> _EXERCISE TASK_: Render the records below as a Markdown table with the columns No. and Line, starting at the line containing "Target: hiker's raised arm" and ending at the last line of the records. Include only those lines, skip blank lines, and number each row.

Position identification records
<<<<

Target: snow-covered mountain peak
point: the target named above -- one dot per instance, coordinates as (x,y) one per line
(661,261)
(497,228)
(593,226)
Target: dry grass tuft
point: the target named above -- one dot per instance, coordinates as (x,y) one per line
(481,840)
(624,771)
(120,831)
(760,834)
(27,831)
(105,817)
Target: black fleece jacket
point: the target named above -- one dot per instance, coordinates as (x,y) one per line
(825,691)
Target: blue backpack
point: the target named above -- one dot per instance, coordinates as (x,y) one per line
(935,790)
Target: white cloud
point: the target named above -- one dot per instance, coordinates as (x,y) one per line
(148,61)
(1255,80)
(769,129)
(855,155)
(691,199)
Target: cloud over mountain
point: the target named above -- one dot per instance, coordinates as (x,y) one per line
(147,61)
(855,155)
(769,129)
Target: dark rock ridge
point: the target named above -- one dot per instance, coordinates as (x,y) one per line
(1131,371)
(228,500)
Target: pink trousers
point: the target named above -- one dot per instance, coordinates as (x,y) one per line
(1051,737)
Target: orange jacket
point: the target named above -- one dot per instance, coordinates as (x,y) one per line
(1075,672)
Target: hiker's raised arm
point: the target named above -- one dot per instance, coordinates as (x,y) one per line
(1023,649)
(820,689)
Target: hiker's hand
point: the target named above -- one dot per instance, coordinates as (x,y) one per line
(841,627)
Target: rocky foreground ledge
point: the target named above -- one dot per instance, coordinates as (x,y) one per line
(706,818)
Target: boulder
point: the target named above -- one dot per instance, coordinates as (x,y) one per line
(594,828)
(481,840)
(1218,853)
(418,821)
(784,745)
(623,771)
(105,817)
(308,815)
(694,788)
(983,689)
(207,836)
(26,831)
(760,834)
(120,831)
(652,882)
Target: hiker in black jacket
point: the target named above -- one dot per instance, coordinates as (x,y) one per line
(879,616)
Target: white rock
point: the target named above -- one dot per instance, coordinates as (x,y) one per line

>>>>

> _FINISHED TASK_:
| No. | Line |
|---|---|
| 1 | Target: hiker's raised arm |
| 2 | point: the target named above -- one dot per instance, coordinates as (x,y) one per line |
| 3 | (1023,649) |
| 4 | (820,689) |
| 5 | Target: hiker's hand |
| 6 | point: the target named above -- one dot per instance, coordinates as (x,y) one per line |
| 7 | (841,627) |
| 8 | Target: rocky foreground ledge |
| 9 | point: the target named above -- one dot per instance, coordinates as (x,y) one per line |
| 10 | (706,818) |
| 11 | Target: boulder |
| 12 | point: the target named above -- one dot per instance, coordinates as (x,y) one per line |
| 13 | (594,828) |
| 14 | (481,840) |
| 15 | (1218,853) |
| 16 | (418,821) |
| 17 | (784,745) |
| 18 | (623,771) |
| 19 | (105,817) |
| 20 | (308,815) |
| 21 | (694,788) |
| 22 | (983,689) |
| 23 | (207,836) |
| 24 | (26,831) |
| 25 | (760,834) |
| 26 | (120,831) |
| 27 | (652,882) |
| 28 | Target: hiker in black jacket |
| 29 | point: the target named above -- one dot per instance, coordinates as (x,y) one per line |
| 30 | (879,616) |
| 31 | Target: white rock |
| 32 | point: the target named above -- one dot per instance, coordinates as (x,y) one per line |